• STATED TASK:
Arrange the lines of the entries below as a numbered list, beginning with the line that contains "Where can you see the girl's" and continuing through the end of the entries, and omit any blank lines. Do not include the pictures in your answer.

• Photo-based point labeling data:
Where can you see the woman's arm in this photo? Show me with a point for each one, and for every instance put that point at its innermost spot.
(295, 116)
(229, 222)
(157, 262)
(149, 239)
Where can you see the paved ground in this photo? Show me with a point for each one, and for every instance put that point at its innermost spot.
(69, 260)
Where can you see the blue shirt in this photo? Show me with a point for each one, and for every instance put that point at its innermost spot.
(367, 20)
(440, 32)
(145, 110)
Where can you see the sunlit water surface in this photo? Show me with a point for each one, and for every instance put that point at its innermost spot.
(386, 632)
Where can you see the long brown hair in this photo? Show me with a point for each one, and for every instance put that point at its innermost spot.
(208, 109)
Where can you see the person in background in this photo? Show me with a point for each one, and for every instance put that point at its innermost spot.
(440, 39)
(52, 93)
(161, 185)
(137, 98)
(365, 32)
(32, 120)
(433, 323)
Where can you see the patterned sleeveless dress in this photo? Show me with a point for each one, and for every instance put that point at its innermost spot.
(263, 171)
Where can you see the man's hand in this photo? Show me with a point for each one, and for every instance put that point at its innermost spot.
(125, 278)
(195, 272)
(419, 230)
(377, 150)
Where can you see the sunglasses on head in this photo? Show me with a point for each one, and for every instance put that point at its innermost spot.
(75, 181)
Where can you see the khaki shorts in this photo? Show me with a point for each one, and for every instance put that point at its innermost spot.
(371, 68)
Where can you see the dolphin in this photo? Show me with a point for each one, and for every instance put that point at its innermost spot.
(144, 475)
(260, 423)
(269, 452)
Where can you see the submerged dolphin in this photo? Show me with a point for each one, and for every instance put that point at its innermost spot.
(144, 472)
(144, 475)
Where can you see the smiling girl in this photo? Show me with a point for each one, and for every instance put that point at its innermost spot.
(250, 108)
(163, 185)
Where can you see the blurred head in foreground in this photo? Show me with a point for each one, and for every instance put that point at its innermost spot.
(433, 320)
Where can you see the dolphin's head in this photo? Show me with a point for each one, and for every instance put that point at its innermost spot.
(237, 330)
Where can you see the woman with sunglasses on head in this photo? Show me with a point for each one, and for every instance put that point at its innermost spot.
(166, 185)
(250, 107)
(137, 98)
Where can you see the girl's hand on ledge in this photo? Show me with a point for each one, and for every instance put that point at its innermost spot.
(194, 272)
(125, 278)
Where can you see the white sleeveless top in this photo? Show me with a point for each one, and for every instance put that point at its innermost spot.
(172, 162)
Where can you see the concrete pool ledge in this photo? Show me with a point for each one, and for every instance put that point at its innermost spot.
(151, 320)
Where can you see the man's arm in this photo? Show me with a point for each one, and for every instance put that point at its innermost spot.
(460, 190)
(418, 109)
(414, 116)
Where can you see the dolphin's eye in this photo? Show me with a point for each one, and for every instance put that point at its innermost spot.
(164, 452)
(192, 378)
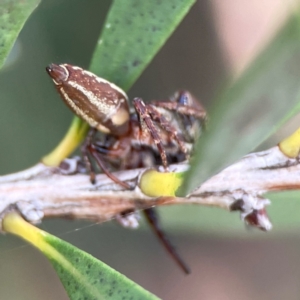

• THE OUTPUT:
1. Where can you see the girl's hand on ledge in this photo? Show me with a point for each one, and for every instance put that point at its innermost spot.
2. (194, 272)
3. (125, 278)
4. Where can you see the white sleeveless top in this photo? Show me with a point for each one, and for every instance put that point at its innermost spot.
5. (172, 162)
6. Where can you see the concrete pool ledge in this photo? Show me with a point for each one, and for every instance put that point at its innermost spot.
7. (151, 320)
8. Where can you see the man's arm in this photo? Show me with a point for each one, and for every instance put that point at its innermost spot.
9. (460, 190)
10. (418, 109)
11. (414, 116)
12. Where can you see the dolphin's eye in this photo? Show me with a point for each one, and for every instance put that point at its innermost spot.
13. (164, 452)
14. (192, 378)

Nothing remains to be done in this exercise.